Studio album by Neil Young
- Released: August 12, 1985
- Recorded: January 1983 – April 1985
- Venue: The Opry, Austin, Texas
- Studio: House of David, Nashville; The Castle, Franklin, Tennessee; Pedernales Recording, Spicewood, Texas;
- Genre: Country; country rock;
- Length: 36:43
- Label: Geffen
- Producer: Neil Young; David Briggs; Ben Keith; Elliot Mazer;

Neil Young chronology
| Everybody's Rockin' (1983) | Old Ways (1985) | Landing on Water (1986) |

Singles from Old Ways
- "Are There Any More Real Cowboys?" / "I'm a Memory" Released: 1985; "Get Back to the Country" / "Misfits" Released: September 1985; "Old Ways" / "Once an Angel" Released: February 1986;

= Old Ways =

Old Ways is the fifteenth studio album by Canadian-American musician and singer-songwriter Neil Young, released on August 12, 1985, by Geffen Records. He recorded several songs at producer David Briggs' Nashville recording studio House of David with long-time collaborators Ben Keith, Tim Drummond, Karl T. Himmel, Spooner Oldham and Rufus Thibodeaux, in January 1983. Young went into Castle Recording Studios, Tennessee, in March 1985 with both the musicians from the earlier Harvest album and various local studio musicians, to complete the album. He duets with Waylon Jennings on "Bound for Glory", and with Willie Nelson on "Are There Any More Real Cowboys?".

### Raw records

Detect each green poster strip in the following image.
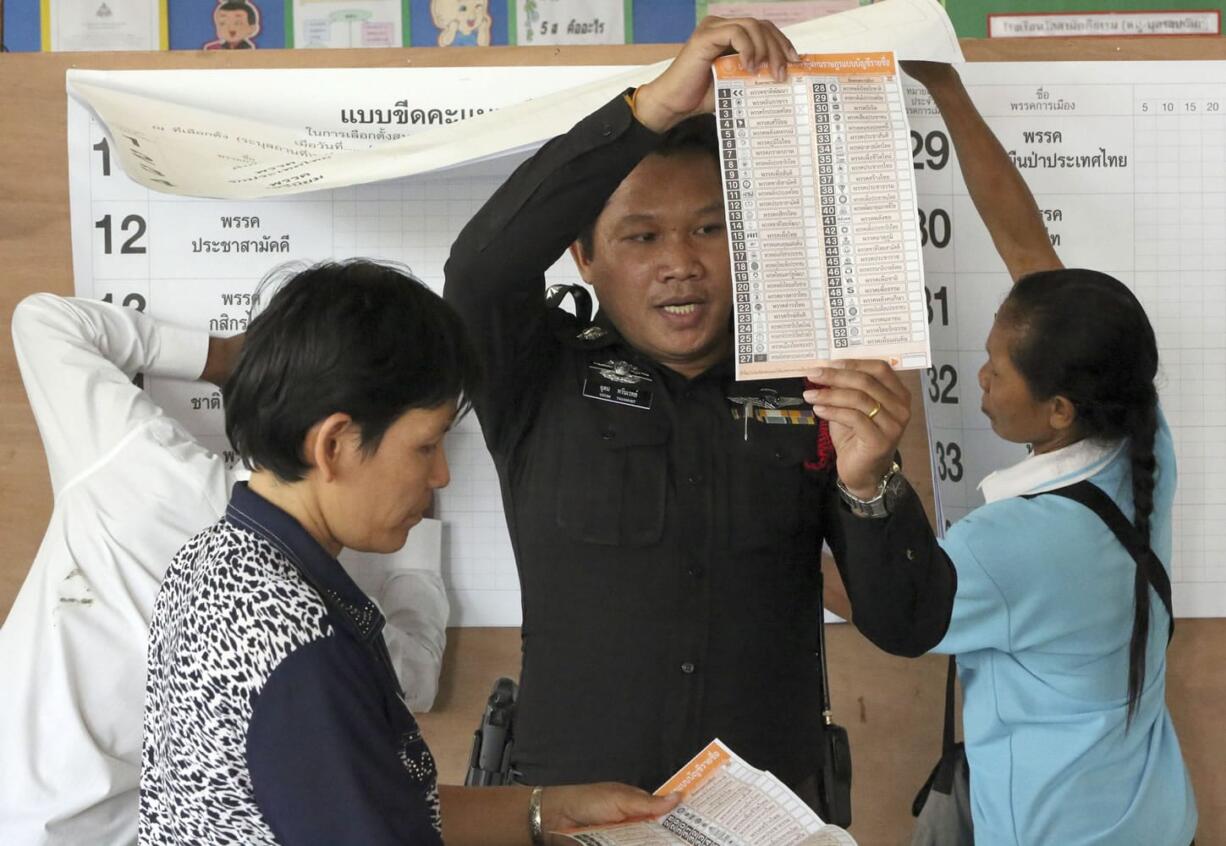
[945,0,1226,38]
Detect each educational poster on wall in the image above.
[201,0,260,50]
[39,0,169,51]
[509,0,634,47]
[695,0,873,27]
[286,0,406,48]
[169,0,291,50]
[409,0,512,47]
[944,0,1226,38]
[906,61,1226,617]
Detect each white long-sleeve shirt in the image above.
[0,294,447,846]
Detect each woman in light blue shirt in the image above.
[805,63,1197,846]
[934,269,1197,846]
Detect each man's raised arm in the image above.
[902,61,1063,282]
[12,294,242,493]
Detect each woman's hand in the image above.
[899,61,959,91]
[541,782,682,845]
[634,16,799,132]
[804,359,911,499]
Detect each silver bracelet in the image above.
[528,785,544,846]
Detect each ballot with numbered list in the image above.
[564,738,856,846]
[714,53,931,379]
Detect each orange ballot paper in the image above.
[714,53,932,379]
[565,739,856,846]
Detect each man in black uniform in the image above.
[445,18,954,801]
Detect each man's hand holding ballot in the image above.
[634,16,801,132]
[804,359,911,500]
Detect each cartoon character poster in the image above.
[430,0,494,47]
[204,0,260,50]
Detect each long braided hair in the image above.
[998,270,1162,723]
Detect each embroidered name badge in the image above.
[728,387,814,425]
[584,359,652,410]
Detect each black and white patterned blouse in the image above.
[140,483,443,846]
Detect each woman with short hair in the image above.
[140,261,676,846]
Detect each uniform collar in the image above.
[226,482,384,641]
[980,438,1124,503]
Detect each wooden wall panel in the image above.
[0,38,1226,846]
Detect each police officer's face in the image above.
[571,152,732,376]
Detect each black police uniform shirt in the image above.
[139,483,443,846]
[445,88,954,788]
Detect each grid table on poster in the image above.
[907,61,1226,617]
[69,93,593,625]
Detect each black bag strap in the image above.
[1022,479,1175,642]
[818,576,832,726]
[932,655,958,795]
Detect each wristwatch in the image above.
[528,785,544,846]
[837,461,907,520]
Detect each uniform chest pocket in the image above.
[729,421,820,551]
[554,410,668,547]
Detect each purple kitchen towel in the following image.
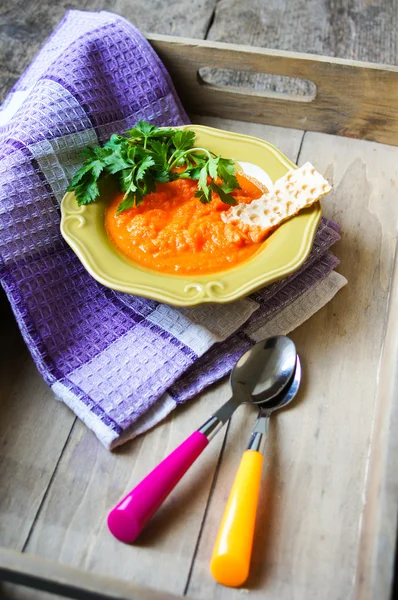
[0,11,345,448]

### Job A
Using the Old Ways entry, what are the answers to these?
(i) Which record label released the album?
(ii) Who duets with Neil Young on "Bound for Glory"?
(iii) Which single from the album was released in February 1986?
### Job B
What is the Spanish translation of this sentence from the Old Ways entry: "Young went into Castle Recording Studios, Tennessee, in March 1985 with both the musicians from the earlier Harvest album and various local studio musicians, to complete the album."?

### Exercise answer A
(i) Geffen Records.
(ii) Waylon Jennings.
(iii) "Old Ways" / "Once an Angel".

### Exercise answer B
Young entró en Castle Recording Studios, Tennessee, en marzo de 1985 con los músicos del anterior álbum Harvest y con varios músicos de estudio locales, para completar el álbum.